> [TASK DIRECTIONS]:
Format every line of the listing below as a JSON list of strings, one string per line, omitting blank lines and leaving out the pictures.

> [RECORDS PROVIDED]:

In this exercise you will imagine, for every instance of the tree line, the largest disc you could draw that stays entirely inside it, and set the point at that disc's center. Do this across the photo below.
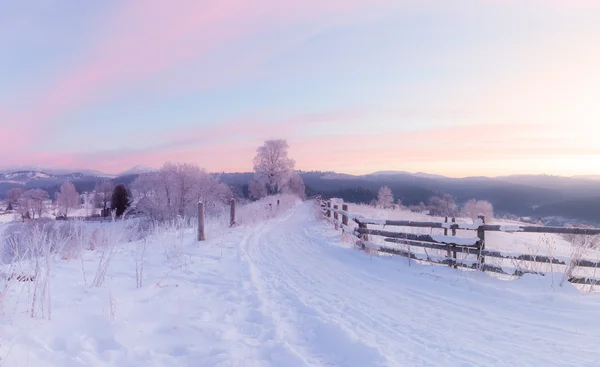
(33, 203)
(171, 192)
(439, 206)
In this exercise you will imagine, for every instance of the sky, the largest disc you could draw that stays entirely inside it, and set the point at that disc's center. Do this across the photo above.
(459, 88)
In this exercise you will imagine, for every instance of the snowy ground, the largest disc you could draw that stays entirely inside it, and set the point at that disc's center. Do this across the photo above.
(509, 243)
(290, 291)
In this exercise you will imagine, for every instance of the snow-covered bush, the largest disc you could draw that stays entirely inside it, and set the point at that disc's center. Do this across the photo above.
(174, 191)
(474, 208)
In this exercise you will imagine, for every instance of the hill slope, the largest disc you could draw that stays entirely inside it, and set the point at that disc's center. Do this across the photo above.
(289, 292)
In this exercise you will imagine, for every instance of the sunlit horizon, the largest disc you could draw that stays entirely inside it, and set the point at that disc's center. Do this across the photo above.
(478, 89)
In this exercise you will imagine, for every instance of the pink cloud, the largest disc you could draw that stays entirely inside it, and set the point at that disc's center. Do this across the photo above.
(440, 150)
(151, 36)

> [WORKED SOLUTION]:
[
  "In this exercise you will imagine, for every instance of the tree line, the largest disc you could draw that stays entirely inside it, and set the point at that disc's center. Do this across the photo below.",
  "(33, 203)",
  "(171, 192)",
  "(439, 206)",
  "In this exercise you will imagine, for every instance of the sky, the largest disc you could draw that stays entirely inside it, and set the point at that disc's center. Do this across the photo above.",
  "(459, 88)",
  "In this exercise you will imagine, for every instance of the snowy ground, the largest disc you could draw that stays entirely inside it, and set the point at that disc's center. Do this across the photo above.",
  "(509, 243)",
  "(290, 291)",
  "In this exercise you will imagine, for every instance of the snow-covered bush, the largest disc you could draw that stays entirely inside it, and set the point at that disc's center. Do this across the photo above.",
  "(174, 191)",
  "(474, 208)",
  "In this exercise you will imagine, for every instance of the hill slope, the largest disc you could draw that stays entirely inside it, and set the point at that disc's center. Do this across the photo above.",
  "(289, 292)",
  "In this exercise you will imagine, for every instance of the sunlit horizon, the largest disc you could draw that stays entirely inside it, and set the point at that disc's center. Do this across the photo above.",
  "(478, 89)",
  "In this exercise you will imagine, for every instance of the pink cloud, the largest disc you could draw that stays entirely inside it, and set the point at that disc's center. Do this across the photo above.",
  "(440, 150)",
  "(151, 36)"
]